» Given instruction:
Please gather every line in the listing below that contains the word "hard", and copy each of those lines out.

* Begin Exercise input *

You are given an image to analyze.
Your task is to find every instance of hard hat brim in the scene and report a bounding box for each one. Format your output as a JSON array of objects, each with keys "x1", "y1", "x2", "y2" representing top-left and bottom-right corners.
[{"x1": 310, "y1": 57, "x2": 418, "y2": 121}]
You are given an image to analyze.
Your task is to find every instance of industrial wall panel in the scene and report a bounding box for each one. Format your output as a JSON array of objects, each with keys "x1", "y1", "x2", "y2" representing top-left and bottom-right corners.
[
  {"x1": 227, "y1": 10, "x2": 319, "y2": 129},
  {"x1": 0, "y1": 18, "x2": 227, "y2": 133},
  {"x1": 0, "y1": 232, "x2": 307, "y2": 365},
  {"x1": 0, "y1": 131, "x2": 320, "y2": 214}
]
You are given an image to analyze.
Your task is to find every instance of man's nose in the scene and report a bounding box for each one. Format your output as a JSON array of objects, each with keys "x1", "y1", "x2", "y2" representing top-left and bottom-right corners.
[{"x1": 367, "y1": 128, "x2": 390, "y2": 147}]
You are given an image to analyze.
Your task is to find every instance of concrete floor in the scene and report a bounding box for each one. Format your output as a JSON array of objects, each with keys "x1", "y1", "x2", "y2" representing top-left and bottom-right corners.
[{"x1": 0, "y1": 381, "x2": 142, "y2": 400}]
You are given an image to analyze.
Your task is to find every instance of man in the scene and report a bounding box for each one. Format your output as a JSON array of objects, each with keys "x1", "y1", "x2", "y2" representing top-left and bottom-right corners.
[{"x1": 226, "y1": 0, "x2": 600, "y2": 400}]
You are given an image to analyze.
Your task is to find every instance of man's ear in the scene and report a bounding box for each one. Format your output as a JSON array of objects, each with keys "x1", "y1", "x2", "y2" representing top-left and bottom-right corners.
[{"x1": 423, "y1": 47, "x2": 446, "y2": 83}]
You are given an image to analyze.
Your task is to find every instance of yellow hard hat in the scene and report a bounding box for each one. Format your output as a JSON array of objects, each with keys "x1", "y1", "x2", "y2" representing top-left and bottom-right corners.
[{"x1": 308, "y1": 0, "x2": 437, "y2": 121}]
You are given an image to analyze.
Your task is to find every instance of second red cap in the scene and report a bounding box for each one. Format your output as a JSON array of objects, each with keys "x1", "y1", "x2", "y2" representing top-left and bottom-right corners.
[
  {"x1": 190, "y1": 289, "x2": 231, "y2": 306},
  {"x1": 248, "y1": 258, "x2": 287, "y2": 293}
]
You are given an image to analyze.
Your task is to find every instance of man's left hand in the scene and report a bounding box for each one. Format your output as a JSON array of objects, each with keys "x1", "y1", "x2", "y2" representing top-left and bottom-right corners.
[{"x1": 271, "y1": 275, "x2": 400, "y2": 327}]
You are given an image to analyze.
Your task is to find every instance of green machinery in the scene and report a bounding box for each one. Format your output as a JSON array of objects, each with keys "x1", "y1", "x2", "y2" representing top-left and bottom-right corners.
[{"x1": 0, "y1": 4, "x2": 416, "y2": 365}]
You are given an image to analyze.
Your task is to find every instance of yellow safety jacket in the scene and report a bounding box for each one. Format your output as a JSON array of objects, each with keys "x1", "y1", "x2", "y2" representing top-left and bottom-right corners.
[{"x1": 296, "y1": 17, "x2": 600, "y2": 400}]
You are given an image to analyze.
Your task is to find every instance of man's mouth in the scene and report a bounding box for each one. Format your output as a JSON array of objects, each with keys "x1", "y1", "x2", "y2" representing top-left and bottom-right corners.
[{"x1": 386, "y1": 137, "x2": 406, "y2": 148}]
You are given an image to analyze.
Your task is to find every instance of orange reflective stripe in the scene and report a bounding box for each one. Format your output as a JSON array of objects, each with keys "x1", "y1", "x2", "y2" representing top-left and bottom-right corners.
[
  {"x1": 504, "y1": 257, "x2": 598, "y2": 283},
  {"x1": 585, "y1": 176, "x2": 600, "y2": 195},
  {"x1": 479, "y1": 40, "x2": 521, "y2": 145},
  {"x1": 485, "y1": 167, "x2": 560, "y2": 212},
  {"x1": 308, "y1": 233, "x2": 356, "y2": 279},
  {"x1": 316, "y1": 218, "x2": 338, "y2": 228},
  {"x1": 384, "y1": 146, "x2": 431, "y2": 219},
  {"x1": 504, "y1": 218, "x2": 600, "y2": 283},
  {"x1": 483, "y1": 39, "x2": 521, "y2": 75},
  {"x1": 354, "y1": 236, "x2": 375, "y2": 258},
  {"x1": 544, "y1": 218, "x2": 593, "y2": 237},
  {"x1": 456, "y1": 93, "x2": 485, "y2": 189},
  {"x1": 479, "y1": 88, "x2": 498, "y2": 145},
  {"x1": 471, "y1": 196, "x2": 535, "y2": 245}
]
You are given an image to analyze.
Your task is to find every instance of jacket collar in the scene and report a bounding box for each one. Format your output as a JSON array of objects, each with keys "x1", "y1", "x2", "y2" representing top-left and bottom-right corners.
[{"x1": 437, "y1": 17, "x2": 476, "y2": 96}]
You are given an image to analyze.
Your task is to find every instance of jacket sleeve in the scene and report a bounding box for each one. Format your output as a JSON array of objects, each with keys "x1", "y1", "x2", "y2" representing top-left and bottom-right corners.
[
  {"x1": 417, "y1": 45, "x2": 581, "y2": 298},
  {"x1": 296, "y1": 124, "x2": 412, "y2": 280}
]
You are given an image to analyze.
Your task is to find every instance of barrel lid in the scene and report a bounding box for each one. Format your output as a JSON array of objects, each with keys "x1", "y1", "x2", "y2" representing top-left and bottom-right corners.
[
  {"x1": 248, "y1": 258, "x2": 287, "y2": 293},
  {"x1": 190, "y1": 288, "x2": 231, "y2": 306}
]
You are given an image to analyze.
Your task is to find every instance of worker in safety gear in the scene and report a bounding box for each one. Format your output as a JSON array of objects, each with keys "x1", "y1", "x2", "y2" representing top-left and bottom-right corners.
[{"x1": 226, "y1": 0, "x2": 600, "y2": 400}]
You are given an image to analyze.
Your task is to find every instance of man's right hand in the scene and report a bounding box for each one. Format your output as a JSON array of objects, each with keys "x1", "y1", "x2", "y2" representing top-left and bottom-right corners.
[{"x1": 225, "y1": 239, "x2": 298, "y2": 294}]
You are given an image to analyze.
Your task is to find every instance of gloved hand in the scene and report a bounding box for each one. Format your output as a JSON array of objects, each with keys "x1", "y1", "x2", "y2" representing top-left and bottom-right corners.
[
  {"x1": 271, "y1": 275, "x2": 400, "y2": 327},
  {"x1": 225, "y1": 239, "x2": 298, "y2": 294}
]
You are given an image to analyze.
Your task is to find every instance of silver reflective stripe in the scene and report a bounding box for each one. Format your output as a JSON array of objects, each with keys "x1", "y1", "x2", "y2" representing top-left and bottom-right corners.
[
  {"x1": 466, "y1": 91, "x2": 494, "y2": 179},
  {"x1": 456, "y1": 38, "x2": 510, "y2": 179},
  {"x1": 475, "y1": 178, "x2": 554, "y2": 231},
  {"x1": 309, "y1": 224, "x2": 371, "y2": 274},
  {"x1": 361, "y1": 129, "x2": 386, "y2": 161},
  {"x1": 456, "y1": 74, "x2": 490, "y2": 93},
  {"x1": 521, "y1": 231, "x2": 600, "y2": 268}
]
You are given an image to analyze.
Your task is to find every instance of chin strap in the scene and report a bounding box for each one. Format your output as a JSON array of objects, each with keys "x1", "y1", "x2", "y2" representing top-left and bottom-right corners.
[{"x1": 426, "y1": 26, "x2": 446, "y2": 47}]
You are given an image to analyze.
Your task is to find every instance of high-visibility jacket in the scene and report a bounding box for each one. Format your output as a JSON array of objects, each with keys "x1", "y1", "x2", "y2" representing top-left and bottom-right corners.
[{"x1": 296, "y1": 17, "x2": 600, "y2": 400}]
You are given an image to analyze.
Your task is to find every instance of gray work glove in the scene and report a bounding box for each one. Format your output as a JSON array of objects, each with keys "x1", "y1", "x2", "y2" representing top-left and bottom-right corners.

* End Exercise input *

» Solution to the exercise:
Your task is to find every instance of hard hat brim in the scene and report a bounding box for each one. Format your output as a JSON array of objects, each with keys "x1", "y1", "x2", "y2" representing top-left and bottom-right corners.
Your task is to find every instance of yellow hard hat in the scene and report a bounding box for each one. Format your output as a JSON array of objects, each with keys "x1", "y1", "x2", "y2" representing top-left and bottom-right corners.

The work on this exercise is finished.